### Exercise directions
Provide again, from the entries below, every line from the one containing "# tag a point on each instance of the plant stem" through the one containing "# tag a point on each instance of the large", exactly as written, and no other line.

** Opening Material for this exercise block **

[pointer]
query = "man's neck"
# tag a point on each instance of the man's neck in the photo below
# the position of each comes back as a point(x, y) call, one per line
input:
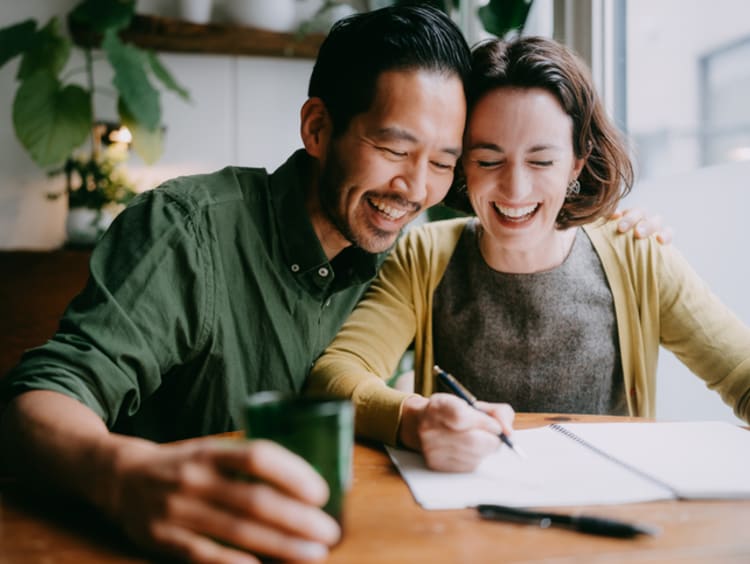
point(331, 239)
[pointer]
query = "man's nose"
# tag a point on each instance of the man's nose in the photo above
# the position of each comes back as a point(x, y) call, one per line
point(412, 181)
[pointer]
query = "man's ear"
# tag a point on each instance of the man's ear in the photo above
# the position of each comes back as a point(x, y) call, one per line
point(315, 127)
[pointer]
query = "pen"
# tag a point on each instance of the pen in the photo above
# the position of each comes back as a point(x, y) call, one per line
point(581, 523)
point(457, 388)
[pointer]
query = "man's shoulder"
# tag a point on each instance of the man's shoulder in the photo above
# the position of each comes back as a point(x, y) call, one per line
point(228, 185)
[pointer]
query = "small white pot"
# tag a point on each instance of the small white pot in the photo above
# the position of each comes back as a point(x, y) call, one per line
point(274, 15)
point(196, 11)
point(84, 226)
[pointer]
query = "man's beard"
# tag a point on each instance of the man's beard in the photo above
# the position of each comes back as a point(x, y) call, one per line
point(331, 189)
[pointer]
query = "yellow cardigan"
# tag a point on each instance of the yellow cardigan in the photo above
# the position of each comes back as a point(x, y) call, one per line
point(658, 298)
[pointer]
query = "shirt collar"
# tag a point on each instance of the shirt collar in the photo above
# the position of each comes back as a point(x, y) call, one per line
point(302, 251)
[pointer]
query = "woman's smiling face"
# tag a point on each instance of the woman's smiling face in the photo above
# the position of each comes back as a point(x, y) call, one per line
point(518, 162)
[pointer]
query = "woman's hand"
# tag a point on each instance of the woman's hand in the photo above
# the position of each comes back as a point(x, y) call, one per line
point(452, 435)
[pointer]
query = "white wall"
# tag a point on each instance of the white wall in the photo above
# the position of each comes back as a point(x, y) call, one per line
point(708, 210)
point(244, 110)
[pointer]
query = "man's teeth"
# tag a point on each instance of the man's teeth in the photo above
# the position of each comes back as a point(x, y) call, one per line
point(391, 212)
point(516, 213)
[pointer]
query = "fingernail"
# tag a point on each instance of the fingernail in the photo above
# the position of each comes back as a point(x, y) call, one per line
point(310, 550)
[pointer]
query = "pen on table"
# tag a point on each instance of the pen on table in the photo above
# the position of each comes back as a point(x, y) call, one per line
point(581, 523)
point(457, 388)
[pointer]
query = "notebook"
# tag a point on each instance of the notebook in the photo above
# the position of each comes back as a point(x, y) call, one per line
point(593, 464)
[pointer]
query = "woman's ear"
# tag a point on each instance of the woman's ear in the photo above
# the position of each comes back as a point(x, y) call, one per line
point(315, 127)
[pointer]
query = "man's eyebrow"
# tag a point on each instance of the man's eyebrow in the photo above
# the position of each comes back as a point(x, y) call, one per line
point(397, 133)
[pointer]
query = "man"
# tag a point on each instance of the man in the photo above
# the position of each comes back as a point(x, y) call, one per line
point(212, 287)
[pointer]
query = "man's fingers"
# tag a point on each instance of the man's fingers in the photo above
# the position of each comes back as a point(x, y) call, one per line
point(665, 235)
point(190, 515)
point(269, 462)
point(259, 501)
point(628, 219)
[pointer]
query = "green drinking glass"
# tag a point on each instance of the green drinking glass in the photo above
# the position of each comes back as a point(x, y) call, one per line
point(319, 429)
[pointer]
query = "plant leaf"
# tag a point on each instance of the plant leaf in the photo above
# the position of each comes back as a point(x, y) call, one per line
point(132, 83)
point(502, 16)
point(148, 144)
point(103, 15)
point(50, 50)
point(166, 78)
point(16, 39)
point(51, 121)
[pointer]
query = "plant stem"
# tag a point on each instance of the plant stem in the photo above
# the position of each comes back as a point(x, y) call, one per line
point(90, 79)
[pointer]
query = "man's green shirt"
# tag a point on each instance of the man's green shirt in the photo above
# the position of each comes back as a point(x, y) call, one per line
point(203, 291)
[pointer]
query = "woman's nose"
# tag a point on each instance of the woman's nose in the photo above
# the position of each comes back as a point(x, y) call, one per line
point(515, 184)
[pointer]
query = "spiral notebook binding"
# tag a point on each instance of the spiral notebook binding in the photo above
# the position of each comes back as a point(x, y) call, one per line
point(571, 435)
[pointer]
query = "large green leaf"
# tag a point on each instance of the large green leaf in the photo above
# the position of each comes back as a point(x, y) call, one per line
point(148, 144)
point(166, 78)
point(50, 50)
point(132, 83)
point(501, 16)
point(50, 120)
point(104, 15)
point(16, 39)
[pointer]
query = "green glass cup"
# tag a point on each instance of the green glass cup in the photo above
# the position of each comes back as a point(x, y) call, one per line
point(319, 429)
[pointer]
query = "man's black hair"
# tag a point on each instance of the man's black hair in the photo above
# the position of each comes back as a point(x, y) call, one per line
point(361, 47)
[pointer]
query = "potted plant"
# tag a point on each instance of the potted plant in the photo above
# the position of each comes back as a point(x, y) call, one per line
point(54, 117)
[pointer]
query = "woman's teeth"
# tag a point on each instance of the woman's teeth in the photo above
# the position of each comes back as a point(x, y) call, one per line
point(389, 211)
point(516, 213)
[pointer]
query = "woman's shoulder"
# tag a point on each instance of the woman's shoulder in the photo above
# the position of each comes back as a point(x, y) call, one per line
point(437, 233)
point(430, 245)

** Closing Material for this exercise block **

### Your response
# tag a point on each instance of the plant stem in the photo above
# the position of each comes back as a point(x, y) call, one per line
point(90, 79)
[pointer]
query = "man's green shirt"
# tag a point on each instance of the man's green shirt in the photo above
# the position of each comes back as a point(x, y) call, one per line
point(203, 291)
[pointer]
query = "woman's nose"
# tag a point on each instance of the woman's nose in the photo above
# the position of each comes back as a point(x, y) call, one per line
point(515, 184)
[pointer]
query = "spiral notebook binding"
# tag a point on each instance of the spiral notebook binding in the photo above
# the position of each comes back as a point(x, y) call, one per line
point(571, 435)
[pointer]
query = "large green leaf"
# tag a point on each instance of the large green leaf in the photo above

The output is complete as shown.